**EXERCISE REQUIREMENTS**
Reproduce the records below, changing every "Reviewer note" to "Annotator note" and leaving everything else as it is.
-- Start MATERIAL PROVIDED --
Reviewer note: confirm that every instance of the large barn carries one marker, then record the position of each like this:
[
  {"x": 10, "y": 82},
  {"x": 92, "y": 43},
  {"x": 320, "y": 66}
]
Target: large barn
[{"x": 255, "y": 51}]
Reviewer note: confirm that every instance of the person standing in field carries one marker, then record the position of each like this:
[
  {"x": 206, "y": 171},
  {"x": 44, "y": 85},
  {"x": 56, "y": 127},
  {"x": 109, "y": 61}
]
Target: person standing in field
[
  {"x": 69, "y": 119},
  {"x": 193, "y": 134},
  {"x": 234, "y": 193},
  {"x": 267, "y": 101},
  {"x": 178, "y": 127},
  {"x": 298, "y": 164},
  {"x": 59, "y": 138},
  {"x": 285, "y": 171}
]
-- End MATERIAL PROVIDED --
**RESPONSE**
Annotator note: confirm that every instance of the large barn carries one marker, then record the position of each like this:
[
  {"x": 10, "y": 82},
  {"x": 92, "y": 43},
  {"x": 320, "y": 66}
]
Target: large barn
[{"x": 255, "y": 51}]
Annotator note: confirm that every instance of the person standing in field carries one marker, then record the position of each like this:
[
  {"x": 206, "y": 171},
  {"x": 44, "y": 85},
  {"x": 56, "y": 127},
  {"x": 109, "y": 61}
]
Target: person standing in field
[
  {"x": 69, "y": 119},
  {"x": 193, "y": 134},
  {"x": 234, "y": 193},
  {"x": 267, "y": 101},
  {"x": 178, "y": 127},
  {"x": 298, "y": 164},
  {"x": 59, "y": 138},
  {"x": 285, "y": 171}
]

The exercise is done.